### Problem details
Report every line in the data below that contains the string "clock", copying each such line in full.

───── Material supplied

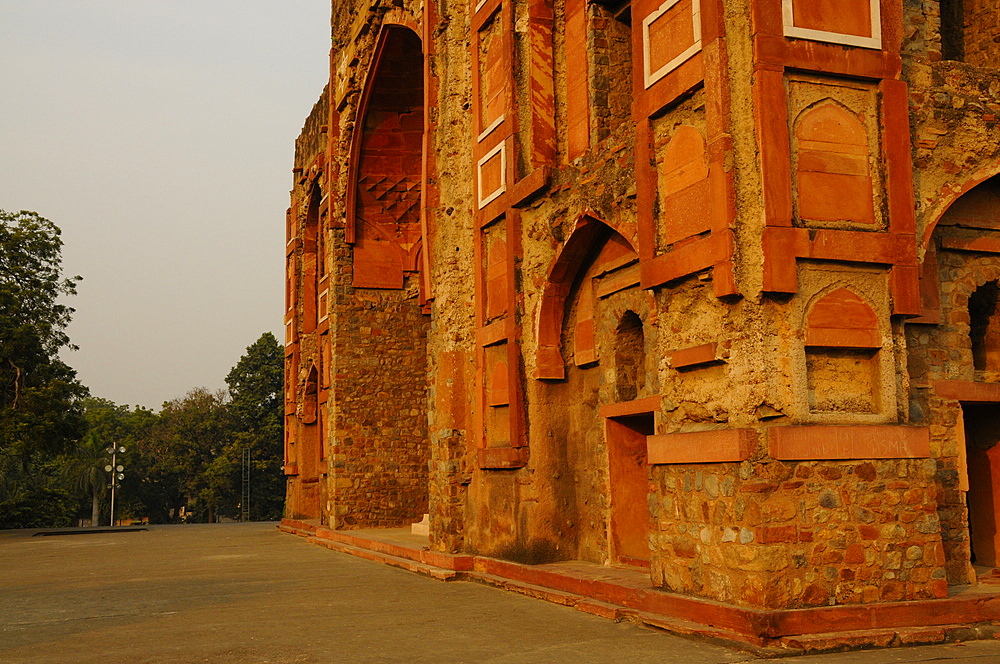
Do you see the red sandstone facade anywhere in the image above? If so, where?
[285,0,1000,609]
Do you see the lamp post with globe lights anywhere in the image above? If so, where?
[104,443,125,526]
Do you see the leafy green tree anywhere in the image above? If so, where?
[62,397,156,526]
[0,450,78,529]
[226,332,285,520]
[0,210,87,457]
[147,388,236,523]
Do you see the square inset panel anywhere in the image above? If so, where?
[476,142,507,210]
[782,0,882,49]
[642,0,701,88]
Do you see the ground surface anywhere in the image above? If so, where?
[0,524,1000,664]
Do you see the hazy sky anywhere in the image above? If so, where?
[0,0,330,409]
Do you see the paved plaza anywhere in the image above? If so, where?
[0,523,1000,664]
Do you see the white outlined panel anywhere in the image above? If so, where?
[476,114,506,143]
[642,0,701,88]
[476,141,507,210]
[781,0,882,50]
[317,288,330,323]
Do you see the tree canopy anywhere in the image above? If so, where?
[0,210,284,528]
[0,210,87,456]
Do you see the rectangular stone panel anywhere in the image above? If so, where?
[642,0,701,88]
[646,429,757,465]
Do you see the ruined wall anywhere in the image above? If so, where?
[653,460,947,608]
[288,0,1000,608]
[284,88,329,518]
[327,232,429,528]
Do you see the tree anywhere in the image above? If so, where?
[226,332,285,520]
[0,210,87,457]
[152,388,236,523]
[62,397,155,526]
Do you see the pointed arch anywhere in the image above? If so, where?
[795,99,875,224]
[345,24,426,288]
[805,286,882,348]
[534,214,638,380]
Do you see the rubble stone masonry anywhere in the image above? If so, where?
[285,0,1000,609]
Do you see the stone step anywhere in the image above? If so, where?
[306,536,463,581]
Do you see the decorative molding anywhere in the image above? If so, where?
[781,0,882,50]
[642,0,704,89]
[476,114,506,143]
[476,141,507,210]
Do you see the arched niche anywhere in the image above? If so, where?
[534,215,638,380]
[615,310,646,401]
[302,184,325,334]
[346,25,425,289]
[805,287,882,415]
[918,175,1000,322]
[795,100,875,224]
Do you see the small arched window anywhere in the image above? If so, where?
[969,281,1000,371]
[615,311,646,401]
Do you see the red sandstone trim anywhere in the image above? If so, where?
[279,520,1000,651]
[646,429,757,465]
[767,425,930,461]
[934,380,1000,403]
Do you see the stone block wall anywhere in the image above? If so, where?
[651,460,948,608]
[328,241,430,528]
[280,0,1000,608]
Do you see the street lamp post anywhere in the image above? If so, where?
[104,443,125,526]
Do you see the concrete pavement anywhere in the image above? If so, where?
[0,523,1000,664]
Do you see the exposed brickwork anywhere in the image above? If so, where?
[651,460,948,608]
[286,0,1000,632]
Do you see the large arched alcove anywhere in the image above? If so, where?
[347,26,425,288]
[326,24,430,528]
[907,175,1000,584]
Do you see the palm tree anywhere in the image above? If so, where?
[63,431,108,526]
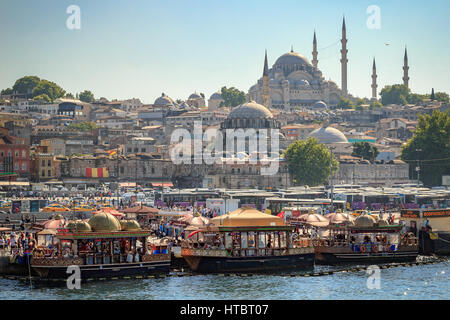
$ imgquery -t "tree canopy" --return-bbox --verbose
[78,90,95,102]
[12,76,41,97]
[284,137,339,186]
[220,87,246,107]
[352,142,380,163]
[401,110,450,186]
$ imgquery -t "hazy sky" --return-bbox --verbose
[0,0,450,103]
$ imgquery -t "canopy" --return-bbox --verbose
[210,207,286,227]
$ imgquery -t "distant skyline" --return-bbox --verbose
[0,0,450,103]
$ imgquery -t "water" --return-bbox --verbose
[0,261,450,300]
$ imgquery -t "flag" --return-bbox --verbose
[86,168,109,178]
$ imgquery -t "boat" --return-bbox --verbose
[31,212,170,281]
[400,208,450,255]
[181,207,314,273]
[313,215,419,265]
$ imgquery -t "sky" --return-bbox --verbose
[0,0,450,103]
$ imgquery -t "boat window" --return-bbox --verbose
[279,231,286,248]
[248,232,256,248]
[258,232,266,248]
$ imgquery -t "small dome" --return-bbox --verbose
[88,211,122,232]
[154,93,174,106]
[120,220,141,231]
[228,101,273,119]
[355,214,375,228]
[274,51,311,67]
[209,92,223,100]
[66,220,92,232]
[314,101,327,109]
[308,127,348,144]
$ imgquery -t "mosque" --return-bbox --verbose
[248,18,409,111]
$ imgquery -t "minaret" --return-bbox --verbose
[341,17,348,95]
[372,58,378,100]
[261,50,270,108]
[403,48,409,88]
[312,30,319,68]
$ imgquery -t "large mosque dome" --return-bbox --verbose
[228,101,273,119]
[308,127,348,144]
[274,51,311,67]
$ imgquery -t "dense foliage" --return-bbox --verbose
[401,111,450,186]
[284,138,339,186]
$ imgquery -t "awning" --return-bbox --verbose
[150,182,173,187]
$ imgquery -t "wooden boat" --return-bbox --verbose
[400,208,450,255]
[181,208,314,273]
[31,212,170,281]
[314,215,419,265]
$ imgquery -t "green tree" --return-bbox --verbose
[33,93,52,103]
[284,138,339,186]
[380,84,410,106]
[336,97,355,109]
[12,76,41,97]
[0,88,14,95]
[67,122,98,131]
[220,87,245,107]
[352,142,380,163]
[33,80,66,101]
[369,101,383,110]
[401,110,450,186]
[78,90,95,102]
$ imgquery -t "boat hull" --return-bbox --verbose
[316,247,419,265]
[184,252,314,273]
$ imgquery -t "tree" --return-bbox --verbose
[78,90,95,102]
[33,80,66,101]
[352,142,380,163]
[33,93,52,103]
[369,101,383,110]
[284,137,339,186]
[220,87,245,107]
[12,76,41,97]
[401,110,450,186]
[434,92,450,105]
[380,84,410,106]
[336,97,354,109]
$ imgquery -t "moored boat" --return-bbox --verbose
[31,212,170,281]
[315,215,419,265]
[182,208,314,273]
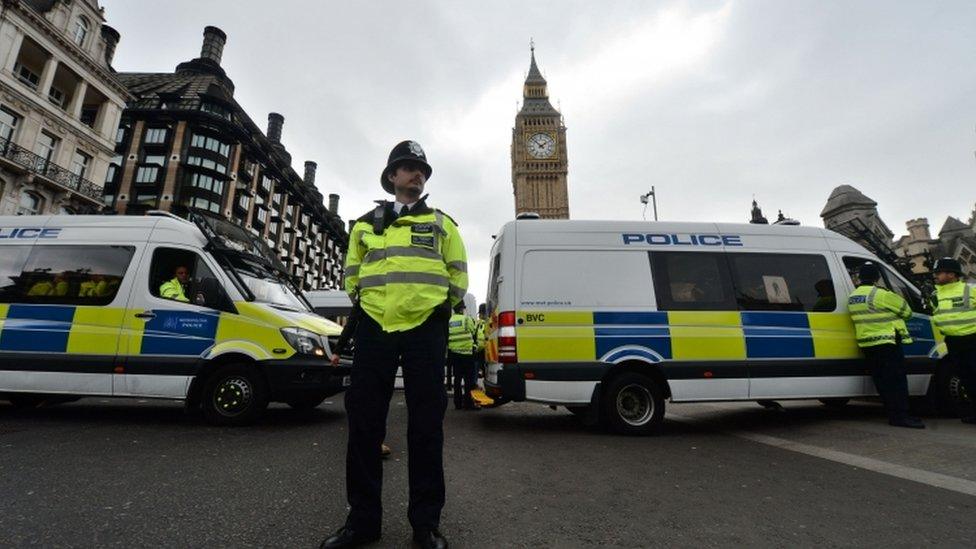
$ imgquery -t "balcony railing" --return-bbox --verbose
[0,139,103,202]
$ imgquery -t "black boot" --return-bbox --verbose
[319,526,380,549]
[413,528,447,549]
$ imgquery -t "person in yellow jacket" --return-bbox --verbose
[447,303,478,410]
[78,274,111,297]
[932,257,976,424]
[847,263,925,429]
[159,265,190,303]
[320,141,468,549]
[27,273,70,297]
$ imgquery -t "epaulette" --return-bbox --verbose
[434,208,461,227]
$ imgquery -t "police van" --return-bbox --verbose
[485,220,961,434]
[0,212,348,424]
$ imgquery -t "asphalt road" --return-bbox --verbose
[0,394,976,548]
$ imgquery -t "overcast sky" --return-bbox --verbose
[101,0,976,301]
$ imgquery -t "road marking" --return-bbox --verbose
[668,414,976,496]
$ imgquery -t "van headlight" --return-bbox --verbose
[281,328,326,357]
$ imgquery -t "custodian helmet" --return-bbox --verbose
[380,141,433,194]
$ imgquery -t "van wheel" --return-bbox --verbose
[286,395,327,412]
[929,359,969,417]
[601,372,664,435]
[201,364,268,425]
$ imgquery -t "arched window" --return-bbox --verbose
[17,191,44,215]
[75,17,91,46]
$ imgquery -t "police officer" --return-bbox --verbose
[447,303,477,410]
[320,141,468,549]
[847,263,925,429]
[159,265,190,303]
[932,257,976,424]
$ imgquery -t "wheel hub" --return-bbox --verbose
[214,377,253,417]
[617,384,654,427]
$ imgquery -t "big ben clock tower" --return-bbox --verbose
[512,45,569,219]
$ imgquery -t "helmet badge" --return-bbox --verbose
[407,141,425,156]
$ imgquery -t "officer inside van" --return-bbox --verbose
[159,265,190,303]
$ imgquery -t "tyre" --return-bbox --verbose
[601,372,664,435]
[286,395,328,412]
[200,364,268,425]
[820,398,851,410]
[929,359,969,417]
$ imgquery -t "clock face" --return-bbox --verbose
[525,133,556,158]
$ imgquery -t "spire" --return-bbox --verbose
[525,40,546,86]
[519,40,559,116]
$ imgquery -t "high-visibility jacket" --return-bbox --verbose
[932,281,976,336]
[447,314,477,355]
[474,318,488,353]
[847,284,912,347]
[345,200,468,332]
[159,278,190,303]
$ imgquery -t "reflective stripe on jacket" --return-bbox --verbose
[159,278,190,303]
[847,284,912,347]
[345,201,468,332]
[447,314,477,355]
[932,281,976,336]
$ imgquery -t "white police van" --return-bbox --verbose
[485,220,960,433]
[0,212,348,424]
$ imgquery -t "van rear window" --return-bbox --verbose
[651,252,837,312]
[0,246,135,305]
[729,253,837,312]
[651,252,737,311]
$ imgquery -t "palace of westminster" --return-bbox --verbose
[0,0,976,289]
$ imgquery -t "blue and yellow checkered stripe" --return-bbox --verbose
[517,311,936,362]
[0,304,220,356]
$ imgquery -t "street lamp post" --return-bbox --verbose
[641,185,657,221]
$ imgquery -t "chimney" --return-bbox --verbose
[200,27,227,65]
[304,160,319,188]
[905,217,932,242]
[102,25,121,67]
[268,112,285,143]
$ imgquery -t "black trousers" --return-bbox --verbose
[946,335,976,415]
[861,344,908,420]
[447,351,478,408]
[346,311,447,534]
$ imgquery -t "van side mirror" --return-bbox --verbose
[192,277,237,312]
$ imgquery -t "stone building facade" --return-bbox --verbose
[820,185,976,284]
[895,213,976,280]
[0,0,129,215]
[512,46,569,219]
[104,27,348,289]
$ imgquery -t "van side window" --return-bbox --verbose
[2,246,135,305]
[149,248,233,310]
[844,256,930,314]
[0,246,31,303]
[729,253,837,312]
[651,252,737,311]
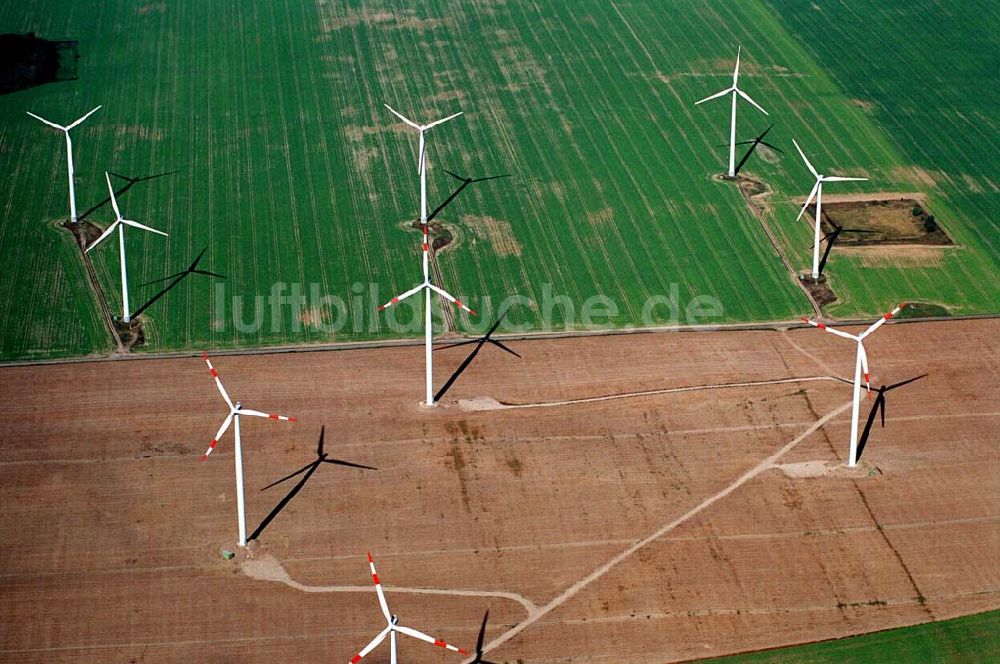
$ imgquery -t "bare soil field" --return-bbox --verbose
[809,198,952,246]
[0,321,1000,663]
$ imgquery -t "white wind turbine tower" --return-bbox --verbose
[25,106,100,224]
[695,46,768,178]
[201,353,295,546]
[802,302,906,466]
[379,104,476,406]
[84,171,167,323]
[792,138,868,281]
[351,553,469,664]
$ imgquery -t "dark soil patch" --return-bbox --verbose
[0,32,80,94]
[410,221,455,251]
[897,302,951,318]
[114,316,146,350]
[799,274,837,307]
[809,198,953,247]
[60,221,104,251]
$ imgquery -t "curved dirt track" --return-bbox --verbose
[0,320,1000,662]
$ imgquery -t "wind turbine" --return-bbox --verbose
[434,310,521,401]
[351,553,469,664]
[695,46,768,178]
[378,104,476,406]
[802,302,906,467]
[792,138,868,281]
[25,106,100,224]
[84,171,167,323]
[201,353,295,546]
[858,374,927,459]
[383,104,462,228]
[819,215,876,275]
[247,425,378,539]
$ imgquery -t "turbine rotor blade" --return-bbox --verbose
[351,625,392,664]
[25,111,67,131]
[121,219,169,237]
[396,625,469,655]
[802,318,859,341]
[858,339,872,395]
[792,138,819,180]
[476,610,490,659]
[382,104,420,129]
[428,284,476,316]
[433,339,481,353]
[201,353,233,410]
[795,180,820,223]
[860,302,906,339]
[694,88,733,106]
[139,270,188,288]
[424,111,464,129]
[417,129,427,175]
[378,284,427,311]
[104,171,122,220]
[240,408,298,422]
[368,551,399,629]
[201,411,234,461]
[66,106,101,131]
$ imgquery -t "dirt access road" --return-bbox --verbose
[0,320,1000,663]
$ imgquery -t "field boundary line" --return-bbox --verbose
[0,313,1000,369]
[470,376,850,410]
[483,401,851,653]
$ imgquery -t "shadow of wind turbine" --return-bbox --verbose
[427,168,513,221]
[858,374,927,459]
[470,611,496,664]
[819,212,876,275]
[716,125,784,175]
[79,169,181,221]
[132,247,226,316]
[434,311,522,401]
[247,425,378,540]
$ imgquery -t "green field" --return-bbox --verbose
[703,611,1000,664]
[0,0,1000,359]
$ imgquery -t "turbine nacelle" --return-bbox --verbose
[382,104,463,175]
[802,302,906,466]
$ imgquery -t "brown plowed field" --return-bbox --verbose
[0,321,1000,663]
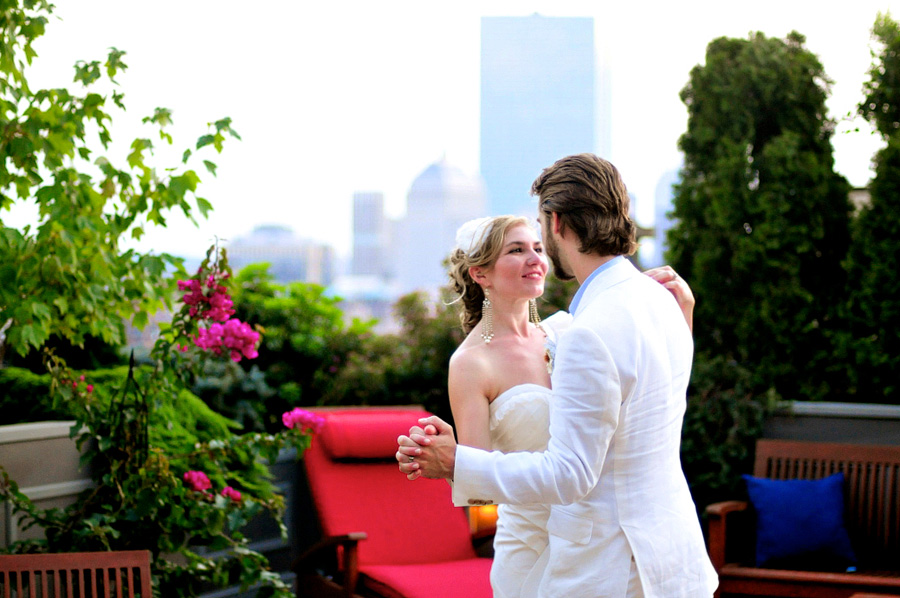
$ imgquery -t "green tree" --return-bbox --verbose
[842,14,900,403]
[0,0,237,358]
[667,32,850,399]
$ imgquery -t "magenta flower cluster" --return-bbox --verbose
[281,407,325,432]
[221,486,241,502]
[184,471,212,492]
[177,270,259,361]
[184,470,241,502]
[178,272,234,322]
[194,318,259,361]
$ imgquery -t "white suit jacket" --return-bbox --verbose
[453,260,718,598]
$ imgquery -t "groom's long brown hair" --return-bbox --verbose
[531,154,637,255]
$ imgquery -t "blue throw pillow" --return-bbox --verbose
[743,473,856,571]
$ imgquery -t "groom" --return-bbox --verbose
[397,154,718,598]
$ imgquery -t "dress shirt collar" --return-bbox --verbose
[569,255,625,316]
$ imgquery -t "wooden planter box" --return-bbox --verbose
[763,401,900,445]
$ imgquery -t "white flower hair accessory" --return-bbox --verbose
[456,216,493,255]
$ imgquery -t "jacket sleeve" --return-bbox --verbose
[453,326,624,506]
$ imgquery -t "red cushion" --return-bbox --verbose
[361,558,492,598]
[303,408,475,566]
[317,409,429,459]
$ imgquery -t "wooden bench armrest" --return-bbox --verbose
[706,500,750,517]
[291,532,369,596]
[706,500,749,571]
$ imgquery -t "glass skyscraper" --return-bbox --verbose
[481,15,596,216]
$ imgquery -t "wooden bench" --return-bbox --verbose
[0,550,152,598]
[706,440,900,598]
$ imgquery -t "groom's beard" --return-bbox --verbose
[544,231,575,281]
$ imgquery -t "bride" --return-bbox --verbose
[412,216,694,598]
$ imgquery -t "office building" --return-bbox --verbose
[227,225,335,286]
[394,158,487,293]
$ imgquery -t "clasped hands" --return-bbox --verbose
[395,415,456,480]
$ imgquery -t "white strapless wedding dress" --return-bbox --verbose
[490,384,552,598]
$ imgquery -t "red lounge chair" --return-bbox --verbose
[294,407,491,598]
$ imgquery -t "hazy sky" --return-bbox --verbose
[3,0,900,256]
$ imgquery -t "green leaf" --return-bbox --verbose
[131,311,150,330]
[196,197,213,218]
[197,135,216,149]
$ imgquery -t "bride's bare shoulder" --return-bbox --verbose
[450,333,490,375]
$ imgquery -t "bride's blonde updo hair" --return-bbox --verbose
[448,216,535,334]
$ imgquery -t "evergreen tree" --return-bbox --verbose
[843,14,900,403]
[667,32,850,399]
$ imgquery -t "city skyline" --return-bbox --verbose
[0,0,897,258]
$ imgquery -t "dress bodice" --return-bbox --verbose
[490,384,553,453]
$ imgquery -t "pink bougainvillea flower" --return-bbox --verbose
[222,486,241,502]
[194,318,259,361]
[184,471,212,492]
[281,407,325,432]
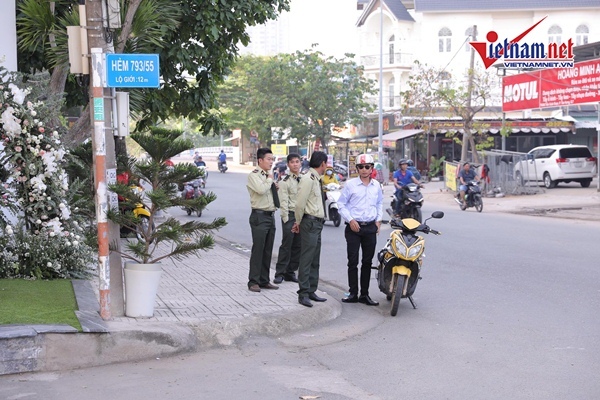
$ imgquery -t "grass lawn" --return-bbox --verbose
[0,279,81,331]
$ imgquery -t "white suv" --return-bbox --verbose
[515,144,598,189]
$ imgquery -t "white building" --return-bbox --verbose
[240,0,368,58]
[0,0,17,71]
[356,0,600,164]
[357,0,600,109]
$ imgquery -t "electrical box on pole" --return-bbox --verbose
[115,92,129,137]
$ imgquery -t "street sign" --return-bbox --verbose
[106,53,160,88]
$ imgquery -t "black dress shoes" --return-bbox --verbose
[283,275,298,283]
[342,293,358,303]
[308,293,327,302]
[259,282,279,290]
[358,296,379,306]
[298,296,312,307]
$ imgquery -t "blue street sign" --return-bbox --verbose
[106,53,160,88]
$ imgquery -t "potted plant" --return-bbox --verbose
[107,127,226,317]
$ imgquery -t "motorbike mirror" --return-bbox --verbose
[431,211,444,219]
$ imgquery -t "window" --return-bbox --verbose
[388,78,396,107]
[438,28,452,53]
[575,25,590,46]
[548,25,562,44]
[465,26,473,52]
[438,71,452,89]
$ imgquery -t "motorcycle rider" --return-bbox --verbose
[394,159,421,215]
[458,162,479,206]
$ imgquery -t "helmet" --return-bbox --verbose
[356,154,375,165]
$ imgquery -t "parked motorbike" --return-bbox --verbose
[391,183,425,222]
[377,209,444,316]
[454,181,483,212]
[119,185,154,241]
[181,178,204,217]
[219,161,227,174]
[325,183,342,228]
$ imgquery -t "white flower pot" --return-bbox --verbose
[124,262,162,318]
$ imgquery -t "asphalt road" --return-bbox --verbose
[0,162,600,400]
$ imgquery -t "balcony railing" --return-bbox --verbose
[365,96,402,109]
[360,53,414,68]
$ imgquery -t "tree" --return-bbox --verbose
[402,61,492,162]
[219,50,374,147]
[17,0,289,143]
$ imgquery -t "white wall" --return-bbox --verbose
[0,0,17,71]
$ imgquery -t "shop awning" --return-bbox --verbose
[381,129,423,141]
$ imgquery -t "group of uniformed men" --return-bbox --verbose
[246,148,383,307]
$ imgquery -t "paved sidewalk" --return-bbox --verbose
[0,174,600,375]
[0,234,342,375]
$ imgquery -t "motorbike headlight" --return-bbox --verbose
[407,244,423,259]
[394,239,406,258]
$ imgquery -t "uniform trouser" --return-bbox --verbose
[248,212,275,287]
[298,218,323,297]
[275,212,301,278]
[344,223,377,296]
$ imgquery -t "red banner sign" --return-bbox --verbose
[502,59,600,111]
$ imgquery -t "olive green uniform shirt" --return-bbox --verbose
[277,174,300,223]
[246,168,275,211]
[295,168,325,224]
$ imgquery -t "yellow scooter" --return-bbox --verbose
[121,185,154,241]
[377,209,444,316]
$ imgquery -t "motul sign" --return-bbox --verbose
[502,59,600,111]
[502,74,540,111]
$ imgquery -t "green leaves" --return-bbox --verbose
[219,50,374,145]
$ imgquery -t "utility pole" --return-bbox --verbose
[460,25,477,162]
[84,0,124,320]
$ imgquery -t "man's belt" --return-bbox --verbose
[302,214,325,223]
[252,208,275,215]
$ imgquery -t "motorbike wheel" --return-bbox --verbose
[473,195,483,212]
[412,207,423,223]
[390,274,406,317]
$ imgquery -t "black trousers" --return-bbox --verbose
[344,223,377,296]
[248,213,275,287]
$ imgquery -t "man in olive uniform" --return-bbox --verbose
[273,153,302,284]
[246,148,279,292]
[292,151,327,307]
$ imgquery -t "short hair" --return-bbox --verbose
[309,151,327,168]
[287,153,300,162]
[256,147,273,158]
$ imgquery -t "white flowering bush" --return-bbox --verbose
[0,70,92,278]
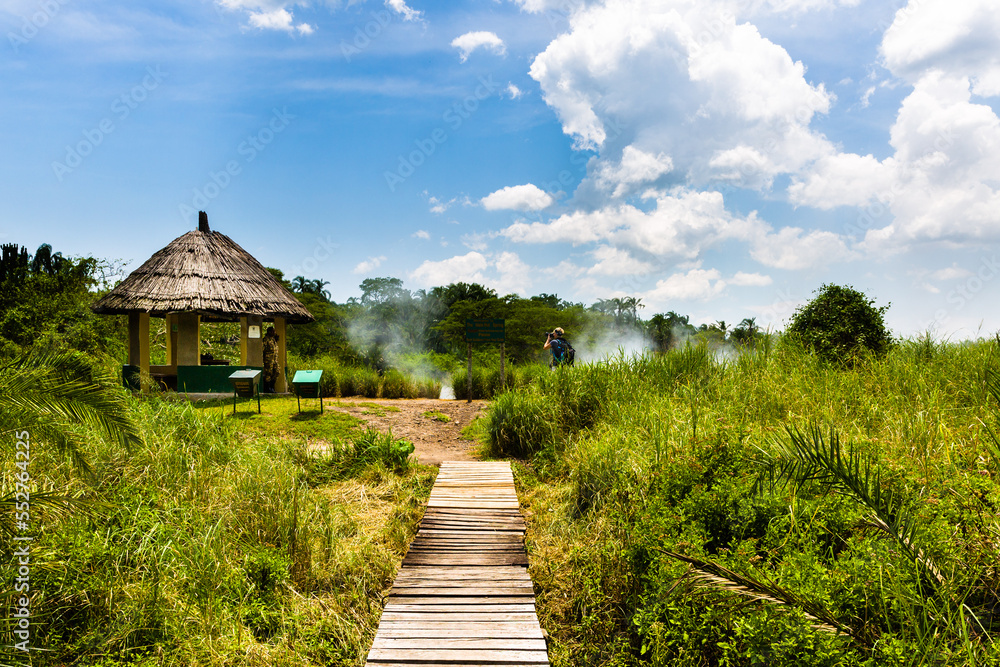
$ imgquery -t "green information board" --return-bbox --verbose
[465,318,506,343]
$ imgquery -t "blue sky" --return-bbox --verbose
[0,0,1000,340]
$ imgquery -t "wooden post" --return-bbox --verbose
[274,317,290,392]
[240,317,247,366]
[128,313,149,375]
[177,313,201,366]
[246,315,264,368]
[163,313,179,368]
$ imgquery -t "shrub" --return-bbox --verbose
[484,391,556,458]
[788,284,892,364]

──────────

### Written reply
$ imgquery -t "big ben clock tower" --return-bbox --verbose
$ imgquery -t "clock face" --return-bbox --verbose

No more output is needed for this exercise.